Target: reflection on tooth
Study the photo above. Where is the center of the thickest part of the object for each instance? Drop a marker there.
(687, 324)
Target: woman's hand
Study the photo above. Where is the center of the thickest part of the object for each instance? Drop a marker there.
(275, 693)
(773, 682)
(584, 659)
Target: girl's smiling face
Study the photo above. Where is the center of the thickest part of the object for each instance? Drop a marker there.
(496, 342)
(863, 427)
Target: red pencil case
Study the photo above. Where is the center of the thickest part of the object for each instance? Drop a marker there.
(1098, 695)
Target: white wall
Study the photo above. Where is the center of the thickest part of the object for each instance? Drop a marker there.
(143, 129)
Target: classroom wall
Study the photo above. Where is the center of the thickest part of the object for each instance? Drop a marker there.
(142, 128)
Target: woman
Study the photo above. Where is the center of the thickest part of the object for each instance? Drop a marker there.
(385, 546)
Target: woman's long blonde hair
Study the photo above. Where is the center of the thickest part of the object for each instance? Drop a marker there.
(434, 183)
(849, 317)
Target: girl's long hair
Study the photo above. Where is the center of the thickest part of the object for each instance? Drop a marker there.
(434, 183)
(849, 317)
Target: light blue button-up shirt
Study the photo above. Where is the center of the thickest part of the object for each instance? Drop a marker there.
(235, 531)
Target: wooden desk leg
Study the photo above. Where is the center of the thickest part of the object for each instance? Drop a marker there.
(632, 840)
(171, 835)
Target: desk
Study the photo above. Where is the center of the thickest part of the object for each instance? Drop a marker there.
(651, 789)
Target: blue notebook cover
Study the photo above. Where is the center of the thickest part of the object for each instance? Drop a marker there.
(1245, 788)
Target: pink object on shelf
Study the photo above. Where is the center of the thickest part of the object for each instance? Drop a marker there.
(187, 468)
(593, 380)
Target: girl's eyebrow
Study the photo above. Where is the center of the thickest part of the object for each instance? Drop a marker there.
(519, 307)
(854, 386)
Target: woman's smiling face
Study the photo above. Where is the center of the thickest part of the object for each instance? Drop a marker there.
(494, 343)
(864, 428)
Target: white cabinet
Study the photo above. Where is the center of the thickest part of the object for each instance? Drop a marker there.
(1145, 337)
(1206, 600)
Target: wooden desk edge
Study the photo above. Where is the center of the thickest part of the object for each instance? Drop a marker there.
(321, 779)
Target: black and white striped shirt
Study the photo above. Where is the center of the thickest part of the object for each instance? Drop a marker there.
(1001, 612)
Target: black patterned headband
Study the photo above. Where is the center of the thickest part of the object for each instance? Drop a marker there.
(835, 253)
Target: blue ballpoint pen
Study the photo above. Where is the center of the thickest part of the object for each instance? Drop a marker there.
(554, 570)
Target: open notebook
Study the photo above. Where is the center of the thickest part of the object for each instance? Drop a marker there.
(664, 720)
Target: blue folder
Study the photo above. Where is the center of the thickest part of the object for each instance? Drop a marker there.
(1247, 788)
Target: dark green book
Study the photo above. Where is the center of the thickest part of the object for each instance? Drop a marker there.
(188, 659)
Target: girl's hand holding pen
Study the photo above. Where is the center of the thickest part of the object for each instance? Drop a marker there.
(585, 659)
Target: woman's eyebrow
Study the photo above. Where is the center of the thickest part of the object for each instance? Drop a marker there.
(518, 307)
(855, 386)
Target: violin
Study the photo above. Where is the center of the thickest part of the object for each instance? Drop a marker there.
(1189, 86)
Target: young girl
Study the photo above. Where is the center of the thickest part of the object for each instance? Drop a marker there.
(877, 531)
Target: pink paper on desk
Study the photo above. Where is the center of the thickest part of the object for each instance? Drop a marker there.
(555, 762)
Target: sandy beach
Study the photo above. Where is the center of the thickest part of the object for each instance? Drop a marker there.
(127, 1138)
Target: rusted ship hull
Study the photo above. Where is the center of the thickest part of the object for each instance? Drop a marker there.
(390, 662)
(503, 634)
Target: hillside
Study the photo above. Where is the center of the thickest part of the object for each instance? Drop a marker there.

> [Exercise details]: Output the listing above in its entirety, exactly as given.

> [Task solution]:
Target: reflection on tooth
Study the photo above. Where is the center of the thickest part of the object for each instance? Drop a marker there.
(687, 324)
Target: woman's hand
Study the photo above. Where is the center of the thickest part of the object for each instance? Drop a marker there.
(275, 693)
(773, 682)
(584, 659)
Target: girl's smiling face
Study the photo above. Where is the center of the thickest part of the object for each instance? Drop a marker there.
(496, 342)
(863, 427)
Target: red pencil case
Study the photo above. Where is the center of the thickest part of the object for each instance? Drop a marker there.
(1098, 695)
Target: white wall
Study the photo above. Where is the center of the thickest part of the object for each instance? Drop a marker there.
(143, 129)
Target: classroom wall
Study the photo above. Where is the center of the thickest part of the object for each instance? Drop a marker there.
(142, 128)
Target: woman
Study the photo above. Where is the center of the thickest part of the object for each instance? Drop a marker there.
(385, 546)
Target: woman's long blonde hair
Study the photo above. Where is the center of the thickest part of the object for each instance? Drop a marker there.
(434, 183)
(849, 317)
Target: girl's long hair
Study the photo above. Where is the center of the thickest part of the object for each instance? Drop a marker there.
(434, 183)
(849, 317)
Target: light blue button-up shirt
Study the photo above. Where is the center of the thickest part of the object for each instance? Drop a marker there.
(235, 531)
Target: wooden desk leg
Study the photo above. Where is the center of the thickest part of the object for each instance? Drop a marker there.
(632, 840)
(171, 835)
Target: desk
Study the photo above. Where is the center of the thickest part of the object for each instance? Drop a marker there.
(651, 789)
Target: blue notebook cover
Study the photo above. Where is the center of the thickest part of the object for each instance? Drop a marker there.
(1245, 788)
Target: pink object on shelf
Study the photo above. Where is the center of the thickest part of the object for each instance? Drop a marker there.
(187, 468)
(593, 380)
Target: girl's eyebrow
Study the photo above. Where is the center of the thickest part of the object for each instance? Drop a marker there.
(519, 307)
(854, 386)
Target: woman's smiling face
Study the photo above. Where is the center of the thickest part of the object for each instance? Drop a marker there.
(494, 343)
(864, 428)
Target: white cabinet
Study the photo above. Where is the center of the thickest part of the object for each instance? Drop a marker there.
(1145, 337)
(1206, 600)
Target: wooden desk edge
Study the photo above. Where is the center of the thickest part of the object for each instance? Drop a marker there.
(321, 779)
Target: black and white striped shirt
Study the photo above. Where is the center of the thickest part of the object for each instance? Drop a marker there.
(1001, 612)
Target: black patterned headband
Study the photo above. Where is the center of the thickest part of the object for each instance? Drop a marker there.
(835, 253)
Target: blue ballpoint pen
Study the photo above. Where is the center of the thickest part of the object for each instance? Drop a marker there.
(554, 570)
Target: open notebook
Study the photo above. Where is the center of the thickest part of the object for each instance? Drop a marker there.
(664, 720)
Target: blue folder
Study the photo above. Where is the center of the thickest part of the object for each instance? Drop a marker there.
(1247, 788)
Target: dark green book
Study the photo above. Where is the center of the thickest part of the object for each instance? Drop a marker there.
(188, 659)
Target: girl's hand holding pen
Study the photo above. Where is the center of the thickest part of the object for each instance? Drop a marker there.
(585, 659)
Target: woman's eyebrow
Study the photo above. Where is the center of the thickest part of the object for each instance? Drop a marker there.
(518, 307)
(855, 386)
Target: violin
Study the photo above. Where is the center of the thickest part of the object for each instance? Drop a marker there.
(1189, 86)
Target: young girl
Study the photo above. Where is the center of the thickest part of the object for each instance? Drop a marker there.
(877, 531)
Target: pink paper on desk
Study the photo above. Where is the center of the thickest part of the object for each instance? Drop a marker there.
(555, 762)
Target: sandy beach
Study the photo above. Where is the center of the thickest part of the object for each instance? Drop a marker there.
(127, 1138)
Target: rusted ship hull
Study the photo above. Where is the center of the thickest part of the object for each instance? Drop a marker there.
(390, 662)
(503, 634)
Target: hillside
Study the photo above. Where is the center of the thickest part of the object for each instance? Drop a marker there.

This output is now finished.